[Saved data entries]
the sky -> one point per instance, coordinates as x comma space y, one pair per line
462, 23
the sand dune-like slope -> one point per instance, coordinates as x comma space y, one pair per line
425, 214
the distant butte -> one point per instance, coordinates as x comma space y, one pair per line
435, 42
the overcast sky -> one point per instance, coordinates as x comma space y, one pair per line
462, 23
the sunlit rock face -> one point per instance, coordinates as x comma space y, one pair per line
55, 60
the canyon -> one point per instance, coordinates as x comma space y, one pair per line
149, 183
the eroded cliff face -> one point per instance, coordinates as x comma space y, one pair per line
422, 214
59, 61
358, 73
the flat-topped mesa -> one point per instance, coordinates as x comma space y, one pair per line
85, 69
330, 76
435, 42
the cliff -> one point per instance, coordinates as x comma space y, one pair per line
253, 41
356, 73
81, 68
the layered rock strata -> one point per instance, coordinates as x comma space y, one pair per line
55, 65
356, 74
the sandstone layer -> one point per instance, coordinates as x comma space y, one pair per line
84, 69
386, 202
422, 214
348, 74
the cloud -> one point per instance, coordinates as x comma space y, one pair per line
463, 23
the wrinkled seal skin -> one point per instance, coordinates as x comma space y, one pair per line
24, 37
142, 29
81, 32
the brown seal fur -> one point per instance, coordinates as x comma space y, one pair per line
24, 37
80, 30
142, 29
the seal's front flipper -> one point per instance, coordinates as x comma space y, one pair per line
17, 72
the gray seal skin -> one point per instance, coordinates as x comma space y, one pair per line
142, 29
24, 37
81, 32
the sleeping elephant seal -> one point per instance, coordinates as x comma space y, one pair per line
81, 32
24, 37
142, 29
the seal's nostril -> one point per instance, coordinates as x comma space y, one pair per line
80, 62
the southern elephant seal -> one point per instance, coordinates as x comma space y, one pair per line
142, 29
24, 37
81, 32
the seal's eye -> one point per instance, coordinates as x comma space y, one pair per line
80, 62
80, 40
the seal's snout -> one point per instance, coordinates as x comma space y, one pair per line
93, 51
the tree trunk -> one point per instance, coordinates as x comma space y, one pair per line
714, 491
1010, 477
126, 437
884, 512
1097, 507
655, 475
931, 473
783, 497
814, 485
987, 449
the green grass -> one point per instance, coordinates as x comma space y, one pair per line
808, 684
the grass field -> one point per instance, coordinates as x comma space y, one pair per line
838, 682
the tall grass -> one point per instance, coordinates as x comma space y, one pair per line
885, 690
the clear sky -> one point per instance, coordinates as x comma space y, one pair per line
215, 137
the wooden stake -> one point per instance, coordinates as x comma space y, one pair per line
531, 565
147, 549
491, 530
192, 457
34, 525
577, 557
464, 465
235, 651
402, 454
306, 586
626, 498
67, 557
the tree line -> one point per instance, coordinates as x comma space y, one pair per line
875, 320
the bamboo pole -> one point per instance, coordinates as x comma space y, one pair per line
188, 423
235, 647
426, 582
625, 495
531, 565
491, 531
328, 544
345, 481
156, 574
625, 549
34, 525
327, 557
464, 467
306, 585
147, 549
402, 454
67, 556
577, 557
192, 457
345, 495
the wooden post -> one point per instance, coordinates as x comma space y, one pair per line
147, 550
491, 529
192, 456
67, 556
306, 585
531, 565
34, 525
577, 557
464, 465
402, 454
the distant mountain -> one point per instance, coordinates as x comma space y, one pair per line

- [Stated task]: Repeat back the data above, exact to the last character.

- [Solution to the exercise]:
the sky -> one point per instance, coordinates as x comma space y, one pair per line
462, 23
the sand dune-like slope -> one point per instance, coordinates as x comma space y, one pair per line
425, 214
the distant butte -> one point per instance, coordinates as x comma space y, one pair per line
435, 42
the overcast sky -> one point per instance, coordinates as x comma space y, one pair per line
462, 23
the sunlit rock face -> one point per instance, coordinates as x comma space y, one pair per line
55, 60
the canyon -> one point per instance, coordinates as x comma space y, one pair per line
149, 183
the eroded cliff face -> one point per instance, coordinates as x comma space y, one pair per line
422, 214
59, 61
358, 73
the flat-topped mesa -> one point per instance, coordinates as x comma space y, one pair per line
85, 69
330, 76
435, 42
the cliff -> one point per instance, coordinates as x comma space y, one pair per line
253, 41
356, 73
81, 68
the layered rock strata -> one point per instance, coordinates as x comma space y, one pair per line
55, 65
356, 74
the sandstone layer -> one point per instance, coordinates as x comma space y, one pair per line
84, 69
386, 202
422, 214
348, 74
the cloud -> one point per instance, coordinates as x comma space y, one pair per line
463, 23
the wrinkled seal skin -> one point per instance, coordinates as x comma space y, one pair per line
24, 37
142, 29
81, 32
the brown seal fur -> one point per instance, coordinates as x comma space y, one pair per line
24, 37
80, 30
142, 29
the seal's front flipper -> one point per instance, coordinates as x comma space y, one pair per line
17, 72
the gray seal skin -> one point per instance, coordinates as x comma space y, one pair per line
142, 29
24, 37
81, 32
the sleeping elephant seal -> one point per instance, coordinates as x comma space y, one pair per line
81, 32
24, 37
142, 29
the seal's nostril -> one point per instance, coordinates as x comma space y, one pair per line
80, 62
the southern elephant seal -> one point per instance, coordinates as x comma space y, one pair per line
142, 29
24, 37
81, 32
the seal's eye -> one point per instance, coordinates as x comma space y, one pair per line
80, 62
80, 40
the seal's snout -> one point per instance, coordinates as x comma space y, one pair per line
93, 51
the tree trunk -> one point per instance, coordinates as x comma space y, one pair per line
714, 491
1010, 477
126, 437
884, 512
1097, 507
655, 475
931, 473
783, 497
814, 485
987, 449
the green grass -> one point per instance, coordinates as x comma space y, one pair per line
808, 684
the grass field -> one point per instance, coordinates as x comma space y, one pair per line
838, 682
the tall grass -> one point per instance, coordinates as x comma space y, one pair per line
885, 690
the clear sky -> one point per instance, coordinates as x comma space y, one pair per line
215, 137
the wooden stake -> one point per instance, coordinates as x comma space y, one pair per line
531, 565
147, 549
491, 530
192, 457
34, 525
577, 557
464, 465
235, 651
402, 454
306, 586
626, 498
67, 557
the tree line -> one point per instance, coordinates as x comma space y, one pair per line
875, 320
the bamboo pole -> one point per instance, coordinates as x comma space y, one pair per line
188, 423
235, 647
426, 582
625, 495
531, 565
491, 531
328, 544
345, 481
156, 574
625, 549
34, 525
327, 557
464, 467
306, 585
147, 549
402, 454
67, 556
577, 557
192, 457
345, 495
the wooden post -> one point per instance, coordinates as x comma space y, one pair per line
147, 550
491, 529
192, 456
67, 556
306, 585
531, 565
34, 525
577, 557
464, 465
402, 454
the distant mountain -> one point per instance, coordinates as x comma space y, one pair per line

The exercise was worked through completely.